▶ _Activity_
Select, from the material below, each line with "instance" in it.

▶ _Data listing_
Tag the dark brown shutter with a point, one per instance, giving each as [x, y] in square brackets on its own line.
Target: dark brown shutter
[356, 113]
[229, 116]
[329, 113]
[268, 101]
* * *
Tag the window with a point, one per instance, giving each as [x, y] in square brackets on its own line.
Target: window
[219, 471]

▶ _Exercise answer_
Tag the dark brown shutter with a point, one per instance, giving each as [x, y] in square brackets on its own line.
Tag the window with a point, one per instance, giving each as [x, y] in square brackets on its own line.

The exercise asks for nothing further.